WORK ITEM
Answer these from the text about Kathie Bieritz:
(a) What town and state is Kathie Bieritz from?
(b) How many times per week did she run and walk during chemo?
(c) How soon after surgeries was she walking again?

Start of SUPPLIED TEXT

Kathie Bieritz, a teacher from Montgomery, Illinois, has lived a very fitness-based lifestyle. As a person who loved to move, she would exercise every day by going on runs, lifting weights, or doing yoga. That is until she discovered that she had Stage 1a Invasive Ductal Carcinoma Breast Cancer. Yet, even despite such life-changing news, she would not let breast cancer get in the way of her passion for movement.
The determination to “continue to move as long as I can” is the mindset that Kathie brought to the table every day, and while her chemo treatments left her with less stamina than before her diagnosis, she still found a way to get moving, particularly by running three times per week and walking four times per week. Even during her treatment, Kathie would continue to find ways to stay active, believing “that if I stopped moving, I would slip into a place I did not want to go.” Two days after surgeries, Kathie would be right back up and walking once again, never letting breast cancer get the best of her.

End of SUPPLIED TEXT
Start of INFORMATION SUPPLIED

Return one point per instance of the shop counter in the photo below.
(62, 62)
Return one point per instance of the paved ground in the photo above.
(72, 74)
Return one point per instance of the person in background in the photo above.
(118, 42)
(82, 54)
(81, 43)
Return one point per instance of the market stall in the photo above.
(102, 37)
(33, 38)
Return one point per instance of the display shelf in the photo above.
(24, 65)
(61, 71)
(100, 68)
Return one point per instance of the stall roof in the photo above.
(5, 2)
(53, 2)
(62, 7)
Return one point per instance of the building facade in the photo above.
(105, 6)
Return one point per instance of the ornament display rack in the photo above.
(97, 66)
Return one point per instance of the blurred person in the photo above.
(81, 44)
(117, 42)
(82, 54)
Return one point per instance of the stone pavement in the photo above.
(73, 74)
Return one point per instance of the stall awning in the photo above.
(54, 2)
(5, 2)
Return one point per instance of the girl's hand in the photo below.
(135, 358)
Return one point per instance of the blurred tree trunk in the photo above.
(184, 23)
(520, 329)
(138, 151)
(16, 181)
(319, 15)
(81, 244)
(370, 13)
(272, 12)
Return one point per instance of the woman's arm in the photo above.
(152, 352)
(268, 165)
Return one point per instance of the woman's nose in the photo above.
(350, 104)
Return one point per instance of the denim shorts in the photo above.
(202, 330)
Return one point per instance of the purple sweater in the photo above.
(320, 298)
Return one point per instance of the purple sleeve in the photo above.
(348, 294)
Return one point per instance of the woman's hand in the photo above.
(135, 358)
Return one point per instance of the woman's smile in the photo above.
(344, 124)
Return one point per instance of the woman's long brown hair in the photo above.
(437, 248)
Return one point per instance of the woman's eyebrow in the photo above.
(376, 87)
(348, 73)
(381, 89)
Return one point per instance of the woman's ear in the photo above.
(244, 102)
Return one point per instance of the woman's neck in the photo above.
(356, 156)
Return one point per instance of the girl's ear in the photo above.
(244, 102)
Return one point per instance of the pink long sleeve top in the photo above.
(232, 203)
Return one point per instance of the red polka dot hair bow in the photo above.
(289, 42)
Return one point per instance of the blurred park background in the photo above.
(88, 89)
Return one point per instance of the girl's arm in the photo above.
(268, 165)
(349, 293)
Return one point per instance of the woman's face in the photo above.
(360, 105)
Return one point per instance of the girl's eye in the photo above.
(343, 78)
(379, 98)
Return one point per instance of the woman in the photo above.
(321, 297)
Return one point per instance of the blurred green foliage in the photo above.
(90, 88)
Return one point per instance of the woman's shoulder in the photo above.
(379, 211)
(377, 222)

End of INFORMATION SUPPLIED
Start of INFORMATION SUPPLIED

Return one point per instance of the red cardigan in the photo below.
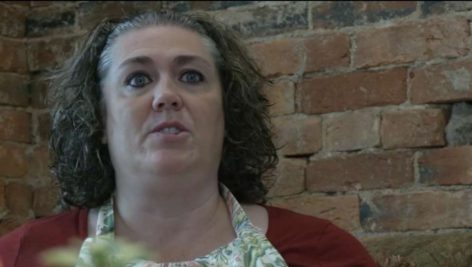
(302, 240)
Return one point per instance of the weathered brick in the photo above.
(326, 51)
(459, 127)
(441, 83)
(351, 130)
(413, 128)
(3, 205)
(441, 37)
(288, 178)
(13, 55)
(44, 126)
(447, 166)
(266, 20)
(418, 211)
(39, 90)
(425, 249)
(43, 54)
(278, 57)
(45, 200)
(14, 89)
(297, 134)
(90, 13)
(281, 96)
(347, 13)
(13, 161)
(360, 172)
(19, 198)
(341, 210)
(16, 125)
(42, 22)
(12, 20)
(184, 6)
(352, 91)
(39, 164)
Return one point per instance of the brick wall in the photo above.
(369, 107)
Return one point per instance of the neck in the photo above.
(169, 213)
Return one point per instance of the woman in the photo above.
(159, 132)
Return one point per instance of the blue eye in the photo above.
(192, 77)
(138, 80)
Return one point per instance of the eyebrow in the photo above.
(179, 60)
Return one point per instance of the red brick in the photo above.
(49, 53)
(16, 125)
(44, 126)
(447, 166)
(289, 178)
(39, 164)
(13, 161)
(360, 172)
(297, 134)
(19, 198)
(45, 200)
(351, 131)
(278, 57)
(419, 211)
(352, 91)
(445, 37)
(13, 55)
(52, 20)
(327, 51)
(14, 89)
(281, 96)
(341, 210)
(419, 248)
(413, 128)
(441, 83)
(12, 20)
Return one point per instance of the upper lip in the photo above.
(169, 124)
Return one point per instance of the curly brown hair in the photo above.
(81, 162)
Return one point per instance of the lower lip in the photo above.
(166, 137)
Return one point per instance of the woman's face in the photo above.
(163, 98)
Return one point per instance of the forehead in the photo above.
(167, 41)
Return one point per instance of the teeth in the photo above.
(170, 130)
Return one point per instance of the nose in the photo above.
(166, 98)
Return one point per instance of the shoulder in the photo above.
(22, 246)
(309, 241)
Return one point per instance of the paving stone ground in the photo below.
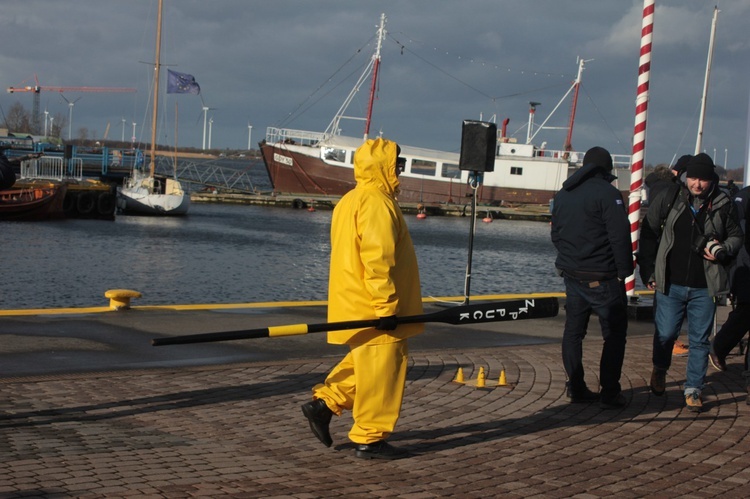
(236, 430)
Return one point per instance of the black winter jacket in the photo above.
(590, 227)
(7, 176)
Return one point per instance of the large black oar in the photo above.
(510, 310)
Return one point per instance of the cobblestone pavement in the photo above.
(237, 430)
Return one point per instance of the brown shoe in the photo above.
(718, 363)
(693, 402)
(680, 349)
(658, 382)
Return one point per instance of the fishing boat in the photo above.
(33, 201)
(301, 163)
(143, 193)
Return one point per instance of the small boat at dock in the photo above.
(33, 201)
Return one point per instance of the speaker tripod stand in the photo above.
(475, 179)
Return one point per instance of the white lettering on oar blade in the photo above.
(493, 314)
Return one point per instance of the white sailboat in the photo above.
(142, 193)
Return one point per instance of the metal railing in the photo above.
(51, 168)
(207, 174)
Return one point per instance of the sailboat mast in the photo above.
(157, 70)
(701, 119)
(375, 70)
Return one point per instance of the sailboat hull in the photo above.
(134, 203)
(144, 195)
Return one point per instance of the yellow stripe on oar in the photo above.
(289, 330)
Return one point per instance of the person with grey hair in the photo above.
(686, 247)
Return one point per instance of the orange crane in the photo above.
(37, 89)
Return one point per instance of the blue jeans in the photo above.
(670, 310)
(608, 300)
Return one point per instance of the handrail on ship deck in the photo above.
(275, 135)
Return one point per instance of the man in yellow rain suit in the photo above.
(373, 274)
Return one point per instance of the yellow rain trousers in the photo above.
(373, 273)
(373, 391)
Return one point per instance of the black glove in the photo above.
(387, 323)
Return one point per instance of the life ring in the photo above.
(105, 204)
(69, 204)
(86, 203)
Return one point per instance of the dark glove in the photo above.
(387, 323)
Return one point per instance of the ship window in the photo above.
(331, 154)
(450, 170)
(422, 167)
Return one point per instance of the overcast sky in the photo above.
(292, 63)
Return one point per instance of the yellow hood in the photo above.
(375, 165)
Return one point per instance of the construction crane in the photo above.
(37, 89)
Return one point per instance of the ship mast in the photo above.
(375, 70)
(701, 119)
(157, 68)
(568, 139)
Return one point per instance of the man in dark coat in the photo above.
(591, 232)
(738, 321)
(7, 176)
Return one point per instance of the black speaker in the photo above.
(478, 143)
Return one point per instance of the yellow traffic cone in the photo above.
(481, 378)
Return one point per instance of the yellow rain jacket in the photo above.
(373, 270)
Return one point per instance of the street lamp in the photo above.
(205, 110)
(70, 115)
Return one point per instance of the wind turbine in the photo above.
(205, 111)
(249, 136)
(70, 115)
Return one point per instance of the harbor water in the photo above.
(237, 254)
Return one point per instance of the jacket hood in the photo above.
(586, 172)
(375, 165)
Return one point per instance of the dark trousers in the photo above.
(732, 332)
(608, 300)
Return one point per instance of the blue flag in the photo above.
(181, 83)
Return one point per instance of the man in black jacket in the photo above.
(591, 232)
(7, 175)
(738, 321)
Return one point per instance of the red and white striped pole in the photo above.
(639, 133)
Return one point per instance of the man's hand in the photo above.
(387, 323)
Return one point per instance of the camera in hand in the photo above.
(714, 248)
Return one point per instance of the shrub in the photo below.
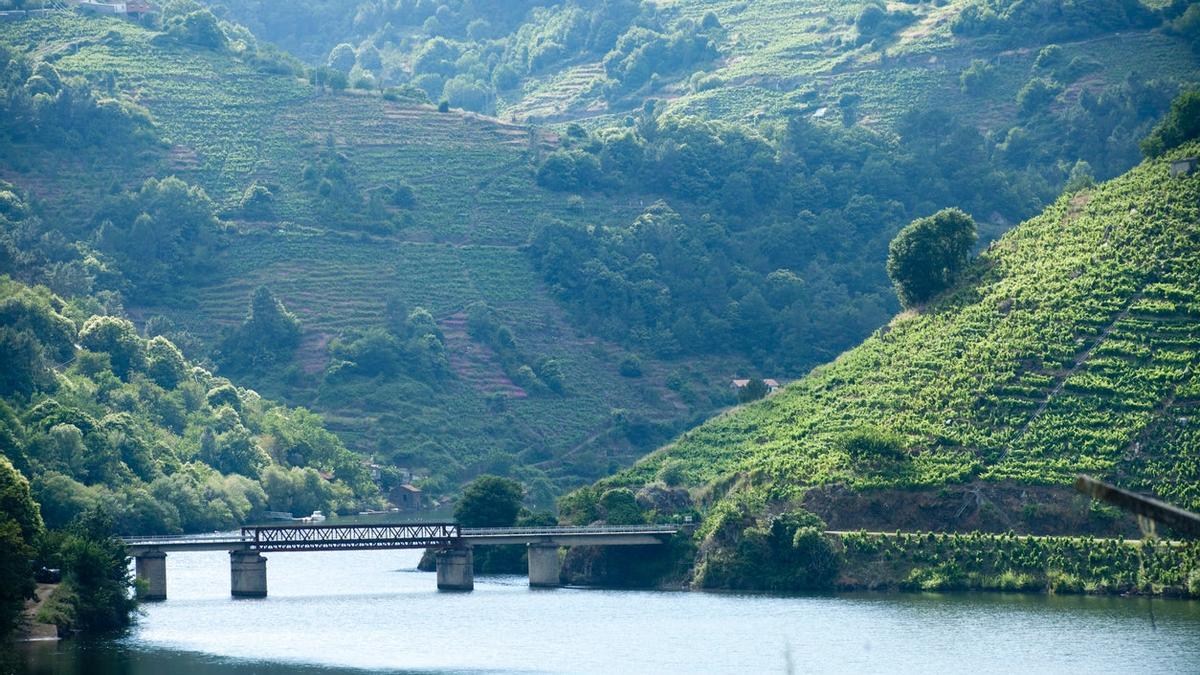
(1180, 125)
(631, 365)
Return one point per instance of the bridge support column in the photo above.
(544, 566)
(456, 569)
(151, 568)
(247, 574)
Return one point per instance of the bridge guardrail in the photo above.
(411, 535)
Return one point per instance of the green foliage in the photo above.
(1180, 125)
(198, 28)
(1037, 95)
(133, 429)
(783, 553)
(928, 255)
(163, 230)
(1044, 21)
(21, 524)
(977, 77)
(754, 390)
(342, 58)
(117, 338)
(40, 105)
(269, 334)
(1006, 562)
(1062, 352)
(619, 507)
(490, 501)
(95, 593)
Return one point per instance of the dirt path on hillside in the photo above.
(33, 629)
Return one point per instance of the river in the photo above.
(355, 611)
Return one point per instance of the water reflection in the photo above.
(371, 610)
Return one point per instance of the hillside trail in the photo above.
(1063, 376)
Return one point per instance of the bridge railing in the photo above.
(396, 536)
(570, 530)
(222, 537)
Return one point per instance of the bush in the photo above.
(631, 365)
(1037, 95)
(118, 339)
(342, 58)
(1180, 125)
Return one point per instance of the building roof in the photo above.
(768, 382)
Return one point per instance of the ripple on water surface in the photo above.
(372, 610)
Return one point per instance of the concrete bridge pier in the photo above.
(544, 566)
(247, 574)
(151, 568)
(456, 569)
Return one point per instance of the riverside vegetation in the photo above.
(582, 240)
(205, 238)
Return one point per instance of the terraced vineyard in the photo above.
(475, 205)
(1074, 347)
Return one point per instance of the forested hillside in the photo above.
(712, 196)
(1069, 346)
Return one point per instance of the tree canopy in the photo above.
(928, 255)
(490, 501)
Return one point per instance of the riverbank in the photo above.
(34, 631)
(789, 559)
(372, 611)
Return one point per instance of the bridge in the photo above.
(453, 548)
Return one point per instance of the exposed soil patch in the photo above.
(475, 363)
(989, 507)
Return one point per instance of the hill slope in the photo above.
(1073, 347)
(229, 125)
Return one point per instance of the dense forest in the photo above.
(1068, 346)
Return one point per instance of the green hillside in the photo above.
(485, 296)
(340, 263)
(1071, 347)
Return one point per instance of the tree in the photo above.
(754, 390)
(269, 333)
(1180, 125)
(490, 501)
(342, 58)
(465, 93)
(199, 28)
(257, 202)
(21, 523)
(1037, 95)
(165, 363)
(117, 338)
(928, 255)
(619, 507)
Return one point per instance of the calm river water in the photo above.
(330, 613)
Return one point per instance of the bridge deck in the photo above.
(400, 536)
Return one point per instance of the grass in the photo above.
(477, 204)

End of INFORMATION SUPPLIED

PROBLEM SOLUTION
(a) Montgomery, Illinois
(b) She ran three times per week and walked four times per week.
(c) Two days after surgeries